▶ **PROVIDED INFORMATION**
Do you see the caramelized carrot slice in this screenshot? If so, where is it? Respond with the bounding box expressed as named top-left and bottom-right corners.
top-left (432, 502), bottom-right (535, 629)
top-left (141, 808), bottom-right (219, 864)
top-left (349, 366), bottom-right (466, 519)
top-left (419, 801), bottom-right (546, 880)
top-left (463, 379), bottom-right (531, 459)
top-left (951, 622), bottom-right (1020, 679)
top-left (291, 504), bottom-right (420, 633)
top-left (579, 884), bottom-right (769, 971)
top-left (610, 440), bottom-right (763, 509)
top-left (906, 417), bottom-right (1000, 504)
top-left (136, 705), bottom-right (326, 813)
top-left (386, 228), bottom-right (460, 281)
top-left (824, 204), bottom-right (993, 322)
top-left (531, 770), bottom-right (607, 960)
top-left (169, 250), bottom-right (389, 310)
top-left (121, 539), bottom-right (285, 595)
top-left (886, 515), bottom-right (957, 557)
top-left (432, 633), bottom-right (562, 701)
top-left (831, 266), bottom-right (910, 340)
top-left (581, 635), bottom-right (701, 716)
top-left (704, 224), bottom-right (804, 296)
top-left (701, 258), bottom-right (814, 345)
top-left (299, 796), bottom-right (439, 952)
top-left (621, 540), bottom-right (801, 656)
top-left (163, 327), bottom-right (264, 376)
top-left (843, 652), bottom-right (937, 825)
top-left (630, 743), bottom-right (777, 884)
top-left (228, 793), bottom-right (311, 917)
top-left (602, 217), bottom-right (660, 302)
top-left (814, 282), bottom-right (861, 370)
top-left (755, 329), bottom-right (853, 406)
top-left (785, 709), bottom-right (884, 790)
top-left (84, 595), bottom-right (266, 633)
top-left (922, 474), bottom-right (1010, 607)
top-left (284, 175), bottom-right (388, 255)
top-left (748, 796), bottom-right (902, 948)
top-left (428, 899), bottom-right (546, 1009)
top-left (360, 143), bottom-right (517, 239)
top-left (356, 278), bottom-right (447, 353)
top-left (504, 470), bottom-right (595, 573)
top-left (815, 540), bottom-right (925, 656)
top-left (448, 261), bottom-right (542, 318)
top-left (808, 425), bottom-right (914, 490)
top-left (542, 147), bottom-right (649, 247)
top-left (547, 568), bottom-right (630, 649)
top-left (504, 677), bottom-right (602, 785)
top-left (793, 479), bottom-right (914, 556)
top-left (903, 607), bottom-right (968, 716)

▶ **DIRECTION**
Rewrite all of the items above as a JSON list of strings, with one string for each line and no entries for blank lines.

▶ **OUTPUT OF THE EXERCISE**
[
  "Do you see the caramelized carrot slice in this screenshot? If so, where is it? Respond with the bounding box expressed as named top-left and bottom-right corners.",
  "top-left (432, 502), bottom-right (535, 629)",
  "top-left (141, 808), bottom-right (219, 864)",
  "top-left (349, 366), bottom-right (466, 519)",
  "top-left (419, 801), bottom-right (546, 880)",
  "top-left (463, 379), bottom-right (531, 459)",
  "top-left (951, 622), bottom-right (1020, 679)",
  "top-left (291, 504), bottom-right (420, 633)",
  "top-left (579, 884), bottom-right (769, 971)",
  "top-left (610, 440), bottom-right (763, 509)",
  "top-left (906, 417), bottom-right (1000, 504)",
  "top-left (136, 705), bottom-right (326, 813)",
  "top-left (386, 228), bottom-right (460, 281)",
  "top-left (824, 204), bottom-right (993, 322)",
  "top-left (531, 770), bottom-right (607, 960)",
  "top-left (169, 250), bottom-right (389, 310)",
  "top-left (121, 539), bottom-right (285, 595)",
  "top-left (886, 515), bottom-right (957, 557)",
  "top-left (432, 633), bottom-right (562, 701)",
  "top-left (831, 266), bottom-right (910, 340)",
  "top-left (581, 635), bottom-right (701, 716)",
  "top-left (704, 224), bottom-right (804, 296)",
  "top-left (701, 258), bottom-right (814, 345)",
  "top-left (299, 796), bottom-right (439, 952)",
  "top-left (621, 540), bottom-right (801, 656)",
  "top-left (163, 327), bottom-right (264, 376)",
  "top-left (843, 652), bottom-right (937, 825)",
  "top-left (630, 743), bottom-right (777, 884)",
  "top-left (228, 793), bottom-right (311, 917)",
  "top-left (602, 217), bottom-right (660, 302)",
  "top-left (814, 282), bottom-right (861, 370)",
  "top-left (755, 329), bottom-right (853, 406)",
  "top-left (785, 709), bottom-right (884, 790)",
  "top-left (84, 595), bottom-right (266, 633)",
  "top-left (922, 474), bottom-right (1010, 607)",
  "top-left (284, 175), bottom-right (388, 255)",
  "top-left (748, 796), bottom-right (902, 948)",
  "top-left (428, 899), bottom-right (546, 1009)",
  "top-left (360, 143), bottom-right (517, 239)",
  "top-left (356, 278), bottom-right (447, 353)",
  "top-left (504, 470), bottom-right (595, 573)",
  "top-left (815, 540), bottom-right (925, 656)",
  "top-left (448, 261), bottom-right (542, 318)",
  "top-left (808, 425), bottom-right (914, 490)",
  "top-left (542, 147), bottom-right (649, 247)",
  "top-left (547, 568), bottom-right (630, 649)",
  "top-left (504, 677), bottom-right (602, 785)",
  "top-left (793, 479), bottom-right (914, 556)",
  "top-left (903, 607), bottom-right (968, 716)"
]